**WHAT THE TASK ASKS:** Copy all of the data below with "most distant from its edges" substituted for every instance of "farthest from its outline", changing nothing else, and leave the pictures out.

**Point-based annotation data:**
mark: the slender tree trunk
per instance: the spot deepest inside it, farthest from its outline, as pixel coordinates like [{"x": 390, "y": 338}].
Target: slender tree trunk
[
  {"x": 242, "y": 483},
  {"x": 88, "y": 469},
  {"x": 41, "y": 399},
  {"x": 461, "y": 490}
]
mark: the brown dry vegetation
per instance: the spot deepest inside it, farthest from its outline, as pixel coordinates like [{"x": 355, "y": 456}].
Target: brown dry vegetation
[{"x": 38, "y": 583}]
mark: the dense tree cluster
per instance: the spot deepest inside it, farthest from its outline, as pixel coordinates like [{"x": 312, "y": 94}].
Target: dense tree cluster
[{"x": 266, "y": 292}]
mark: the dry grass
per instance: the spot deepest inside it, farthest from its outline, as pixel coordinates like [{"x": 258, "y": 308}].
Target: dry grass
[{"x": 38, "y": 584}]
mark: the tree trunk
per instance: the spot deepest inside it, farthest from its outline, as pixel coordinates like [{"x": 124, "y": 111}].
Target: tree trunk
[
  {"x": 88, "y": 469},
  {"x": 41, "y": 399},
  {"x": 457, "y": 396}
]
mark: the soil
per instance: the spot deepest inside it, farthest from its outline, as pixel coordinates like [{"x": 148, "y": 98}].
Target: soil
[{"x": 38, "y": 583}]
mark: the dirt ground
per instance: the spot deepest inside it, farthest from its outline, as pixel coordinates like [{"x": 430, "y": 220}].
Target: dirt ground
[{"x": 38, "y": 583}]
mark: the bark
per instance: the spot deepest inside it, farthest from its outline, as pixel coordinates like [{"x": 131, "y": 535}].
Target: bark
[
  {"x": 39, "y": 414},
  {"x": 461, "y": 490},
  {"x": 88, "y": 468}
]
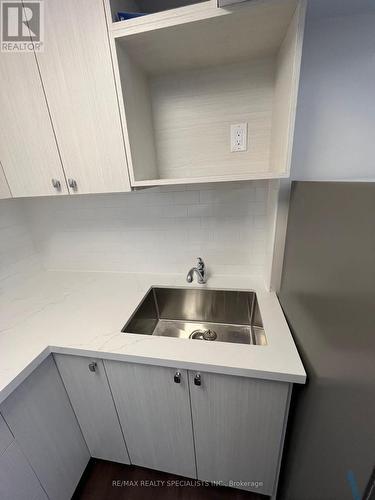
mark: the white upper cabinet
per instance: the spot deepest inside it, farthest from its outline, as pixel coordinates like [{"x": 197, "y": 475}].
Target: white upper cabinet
[
  {"x": 77, "y": 74},
  {"x": 28, "y": 150},
  {"x": 4, "y": 188},
  {"x": 186, "y": 76}
]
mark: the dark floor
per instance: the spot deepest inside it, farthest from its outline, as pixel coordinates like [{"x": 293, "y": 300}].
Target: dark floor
[{"x": 110, "y": 481}]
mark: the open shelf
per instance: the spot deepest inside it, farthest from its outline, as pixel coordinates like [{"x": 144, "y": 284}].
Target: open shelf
[{"x": 184, "y": 85}]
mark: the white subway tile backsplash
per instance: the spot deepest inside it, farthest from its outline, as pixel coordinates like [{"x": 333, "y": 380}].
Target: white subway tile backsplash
[{"x": 154, "y": 230}]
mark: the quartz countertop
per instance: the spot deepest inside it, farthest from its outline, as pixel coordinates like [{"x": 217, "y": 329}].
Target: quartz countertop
[{"x": 83, "y": 313}]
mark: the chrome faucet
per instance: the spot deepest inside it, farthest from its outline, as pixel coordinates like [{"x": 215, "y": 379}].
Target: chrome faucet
[{"x": 200, "y": 270}]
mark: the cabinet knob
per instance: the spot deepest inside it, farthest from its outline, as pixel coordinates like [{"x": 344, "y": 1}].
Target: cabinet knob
[
  {"x": 92, "y": 367},
  {"x": 72, "y": 184},
  {"x": 56, "y": 184}
]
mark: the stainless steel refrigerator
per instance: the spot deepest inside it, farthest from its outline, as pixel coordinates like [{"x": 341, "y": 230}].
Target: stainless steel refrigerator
[{"x": 328, "y": 297}]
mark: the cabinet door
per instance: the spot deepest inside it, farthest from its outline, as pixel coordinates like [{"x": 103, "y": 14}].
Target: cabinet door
[
  {"x": 77, "y": 74},
  {"x": 155, "y": 416},
  {"x": 17, "y": 479},
  {"x": 43, "y": 423},
  {"x": 93, "y": 405},
  {"x": 238, "y": 428},
  {"x": 28, "y": 150}
]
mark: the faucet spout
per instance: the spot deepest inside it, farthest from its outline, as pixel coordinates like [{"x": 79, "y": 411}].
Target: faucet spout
[{"x": 200, "y": 271}]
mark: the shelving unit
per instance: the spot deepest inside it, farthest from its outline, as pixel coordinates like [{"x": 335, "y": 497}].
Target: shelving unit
[{"x": 186, "y": 75}]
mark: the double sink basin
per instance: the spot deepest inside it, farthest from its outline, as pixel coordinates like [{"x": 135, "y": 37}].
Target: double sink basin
[{"x": 199, "y": 314}]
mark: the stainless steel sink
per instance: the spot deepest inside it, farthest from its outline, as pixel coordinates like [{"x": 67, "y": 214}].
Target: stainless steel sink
[{"x": 209, "y": 315}]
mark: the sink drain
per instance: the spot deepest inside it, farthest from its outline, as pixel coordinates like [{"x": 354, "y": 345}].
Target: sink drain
[{"x": 203, "y": 335}]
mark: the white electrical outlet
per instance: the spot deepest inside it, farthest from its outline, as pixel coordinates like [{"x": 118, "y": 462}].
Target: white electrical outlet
[{"x": 238, "y": 137}]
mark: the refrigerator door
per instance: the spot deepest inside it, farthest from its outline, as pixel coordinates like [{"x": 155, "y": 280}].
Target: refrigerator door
[{"x": 328, "y": 297}]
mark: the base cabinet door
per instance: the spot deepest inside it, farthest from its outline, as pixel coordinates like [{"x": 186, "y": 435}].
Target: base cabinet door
[
  {"x": 87, "y": 386},
  {"x": 41, "y": 418},
  {"x": 17, "y": 479},
  {"x": 238, "y": 428},
  {"x": 154, "y": 410},
  {"x": 77, "y": 74}
]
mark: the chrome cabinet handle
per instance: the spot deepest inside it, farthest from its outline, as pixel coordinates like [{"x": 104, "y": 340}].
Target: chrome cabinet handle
[
  {"x": 56, "y": 184},
  {"x": 72, "y": 184},
  {"x": 93, "y": 366}
]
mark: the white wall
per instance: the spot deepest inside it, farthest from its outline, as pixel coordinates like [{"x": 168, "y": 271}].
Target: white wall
[
  {"x": 17, "y": 251},
  {"x": 335, "y": 128},
  {"x": 154, "y": 230}
]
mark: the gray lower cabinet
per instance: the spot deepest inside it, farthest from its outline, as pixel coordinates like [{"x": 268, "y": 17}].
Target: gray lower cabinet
[
  {"x": 87, "y": 386},
  {"x": 17, "y": 479},
  {"x": 239, "y": 426},
  {"x": 41, "y": 418},
  {"x": 154, "y": 410}
]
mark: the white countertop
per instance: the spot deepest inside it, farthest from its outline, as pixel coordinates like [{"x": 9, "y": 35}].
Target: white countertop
[{"x": 83, "y": 313}]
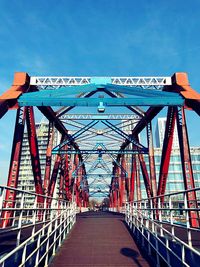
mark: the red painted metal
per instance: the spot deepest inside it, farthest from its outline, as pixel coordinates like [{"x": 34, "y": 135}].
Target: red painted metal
[
  {"x": 54, "y": 175},
  {"x": 145, "y": 175},
  {"x": 166, "y": 150},
  {"x": 77, "y": 182},
  {"x": 133, "y": 176},
  {"x": 122, "y": 182},
  {"x": 66, "y": 177},
  {"x": 48, "y": 158},
  {"x": 187, "y": 167},
  {"x": 35, "y": 160},
  {"x": 14, "y": 165},
  {"x": 152, "y": 168},
  {"x": 138, "y": 184}
]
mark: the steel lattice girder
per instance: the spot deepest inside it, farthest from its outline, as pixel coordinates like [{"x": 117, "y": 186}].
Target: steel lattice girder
[
  {"x": 50, "y": 100},
  {"x": 101, "y": 152}
]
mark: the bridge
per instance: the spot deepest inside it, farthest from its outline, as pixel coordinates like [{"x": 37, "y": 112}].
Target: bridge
[{"x": 89, "y": 153}]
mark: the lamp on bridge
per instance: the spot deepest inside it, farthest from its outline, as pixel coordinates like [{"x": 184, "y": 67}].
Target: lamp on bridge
[{"x": 101, "y": 107}]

**SOLUTION TO THIS TASK:**
mark: the slender tree trunk
per instance: the spot deepest inside it, most distant from its edges, as pixel coordinates like [{"x": 390, "y": 338}].
Target: slender tree trunk
[
  {"x": 242, "y": 483},
  {"x": 88, "y": 469},
  {"x": 41, "y": 399},
  {"x": 461, "y": 490}
]
mark: the brown dry vegetation
per instance: the spot deepest inside it, most distant from its edges, as pixel coordinates like [{"x": 355, "y": 456}].
Target: brown dry vegetation
[{"x": 38, "y": 583}]
mark: the dense tree cluster
per instance: the spot deepest inside it, most distant from its edges, as pixel coordinates like [{"x": 312, "y": 94}].
Target: dense tree cluster
[{"x": 266, "y": 292}]
mark: the dry grass
per instance: the spot deepest inside it, most distant from its edges, as pixel coordinates like [{"x": 258, "y": 308}].
Target: dry grass
[{"x": 38, "y": 584}]
mark: the tree trunk
per instance: the spot deepest inside it, most distant from its edges, as pixel coordinates like [{"x": 124, "y": 111}].
Target: tree trunk
[
  {"x": 88, "y": 469},
  {"x": 41, "y": 399},
  {"x": 457, "y": 396}
]
mark: the soil
per instance: the spot deepest inside it, most distant from its edges, as pixel coordinates like [{"x": 148, "y": 98}].
Target: soil
[{"x": 38, "y": 583}]
mark: the dirt ground
per instance: the spot deepest inside it, most distant from its edges, as pixel coordinates like [{"x": 430, "y": 220}].
Target: dirt ground
[{"x": 38, "y": 583}]
mark: the bark
per instance: the spot deepest inside it, most distant from its edges, as pixel coordinates like [{"x": 131, "y": 535}].
Target: bark
[
  {"x": 39, "y": 414},
  {"x": 461, "y": 490},
  {"x": 88, "y": 468}
]
mark: the white upper cabinet
per instance: the spot deepest inside it, most distant from its edges, as pixel coordinates like [{"x": 197, "y": 475}].
Target: white upper cabinet
[
  {"x": 77, "y": 74},
  {"x": 28, "y": 150},
  {"x": 4, "y": 188},
  {"x": 186, "y": 76}
]
mark: the dark floor
per instance: the spot deepest inside it, most distant from its edges, as pixel coordinates like [{"x": 293, "y": 300}].
Target: dark floor
[{"x": 110, "y": 481}]
mark: the open shelf
per instance: the spot deepest inside it, most distant from its edges, as pixel coordinates like [{"x": 144, "y": 284}].
Target: open shelf
[{"x": 184, "y": 85}]
mark: the white subway tile backsplash
per instance: the spot deepest inside it, most distant from its edges, as pixel coordinates like [{"x": 333, "y": 380}].
Target: white subway tile backsplash
[{"x": 154, "y": 230}]
mark: the quartz countertop
per instance: the spot deepest inside it, most distant from its edges, as pixel coordinates like [{"x": 217, "y": 329}].
Target: quartz countertop
[{"x": 83, "y": 313}]
mark: the chrome faucet
per instance: the spot deepest inside it, most distant from its edges, as pixel coordinates like [{"x": 215, "y": 379}].
Target: chrome faucet
[{"x": 200, "y": 270}]
mark: the cabinet knob
per instance: the spot deepest inside it, most distant from its edges, as pixel coordinates like [{"x": 344, "y": 1}].
Target: cabinet knob
[
  {"x": 92, "y": 367},
  {"x": 72, "y": 184},
  {"x": 56, "y": 184}
]
mark: the stainless steel refrigerator
per instance: the spot deepest inside it, most distant from its edges, as pixel coordinates like [{"x": 341, "y": 230}].
Target: stainless steel refrigerator
[{"x": 328, "y": 297}]
mark: the cabinet door
per instance: the spot deepest inside it, most distant from its edges, as pixel coordinates like [{"x": 103, "y": 14}].
Target: cabinet door
[
  {"x": 77, "y": 74},
  {"x": 155, "y": 416},
  {"x": 17, "y": 479},
  {"x": 43, "y": 423},
  {"x": 93, "y": 405},
  {"x": 238, "y": 428},
  {"x": 28, "y": 150}
]
mark: the faucet spout
per instance: the spot deepest inside it, most distant from its edges, as pixel coordinates like [{"x": 79, "y": 411}].
Target: faucet spout
[{"x": 200, "y": 271}]
mark: the shelving unit
per instance: the spot deepest inside it, most distant from its edges, as pixel coordinates like [{"x": 335, "y": 497}].
Target: shelving unit
[{"x": 186, "y": 75}]
mark: the double sink basin
per instance: the spot deepest inside it, most distant from its edges, as pixel coordinates like [{"x": 135, "y": 37}].
Target: double sink basin
[{"x": 199, "y": 314}]
mark: the stainless steel sink
per instance: the spot deepest inside it, most distant from its edges, as pixel coordinates like [{"x": 67, "y": 214}].
Target: stainless steel sink
[{"x": 209, "y": 315}]
mark: the sink drain
per instance: the spot deepest inside it, most distant from its edges, as pixel coordinates like [{"x": 354, "y": 345}].
Target: sink drain
[{"x": 203, "y": 335}]
mark: the white electrical outlet
per instance: the spot deepest inside it, most distant from its edges, as pixel coordinates like [{"x": 118, "y": 462}].
Target: white electrical outlet
[{"x": 238, "y": 137}]
mark: the refrigerator door
per instance: the spot deepest inside it, most distant from its edges, as pixel coordinates like [{"x": 155, "y": 280}].
Target: refrigerator door
[{"x": 328, "y": 297}]
mark: the base cabinet door
per instance: the spot deepest inside it, most distant from its edges, as pixel coordinates like [{"x": 186, "y": 435}].
Target: base cabinet door
[
  {"x": 87, "y": 386},
  {"x": 41, "y": 418},
  {"x": 17, "y": 479},
  {"x": 238, "y": 428},
  {"x": 154, "y": 410},
  {"x": 77, "y": 74}
]
mark: the chrome cabinet handle
per instance: the spot deepest inside it, most distant from its edges, as pixel coordinates like [{"x": 104, "y": 340}].
Target: chrome cabinet handle
[
  {"x": 56, "y": 184},
  {"x": 72, "y": 184},
  {"x": 93, "y": 366}
]
mark: the white wall
per instance: the spot deepest inside it, most distant from its edges, as pixel coordinates like [{"x": 168, "y": 271}].
Target: white wall
[
  {"x": 17, "y": 251},
  {"x": 335, "y": 128},
  {"x": 154, "y": 230}
]
mark: the gray lower cabinet
per instance: the spot deepest inside it, most distant from its edges, as pixel coordinates like [{"x": 268, "y": 17}].
Target: gray lower cabinet
[
  {"x": 87, "y": 386},
  {"x": 17, "y": 479},
  {"x": 239, "y": 426},
  {"x": 41, "y": 418},
  {"x": 154, "y": 410}
]
mark: the white countertop
per instance: the spot deepest inside it, most distant from its edges, as pixel coordinates like [{"x": 9, "y": 35}].
Target: white countertop
[{"x": 83, "y": 313}]
mark: the red painted metal
per instance: the spot deepest inside it, most distant from its edges, as pixel coordinates like [{"x": 34, "y": 135}].
Target: red painted metal
[
  {"x": 54, "y": 175},
  {"x": 145, "y": 175},
  {"x": 166, "y": 150},
  {"x": 77, "y": 182},
  {"x": 133, "y": 176},
  {"x": 122, "y": 182},
  {"x": 66, "y": 177},
  {"x": 48, "y": 158},
  {"x": 187, "y": 167},
  {"x": 35, "y": 160},
  {"x": 14, "y": 165},
  {"x": 152, "y": 168},
  {"x": 138, "y": 184}
]
mark: the steel lattice girder
per instance: the spot deepest inside it, most distant from its edges, as pixel coordinates like [{"x": 117, "y": 186}].
Target: steel lattice girder
[
  {"x": 50, "y": 100},
  {"x": 101, "y": 152}
]
mark: the bridge
per instance: the spot deepest inside it, most distant from its edges, as pixel coordinates like [{"x": 37, "y": 112}].
Target: bridge
[{"x": 89, "y": 153}]
mark: the lamp on bridge
per instance: the spot deepest inside it, most distant from its edges, as pixel coordinates like [{"x": 184, "y": 67}].
Target: lamp on bridge
[{"x": 101, "y": 107}]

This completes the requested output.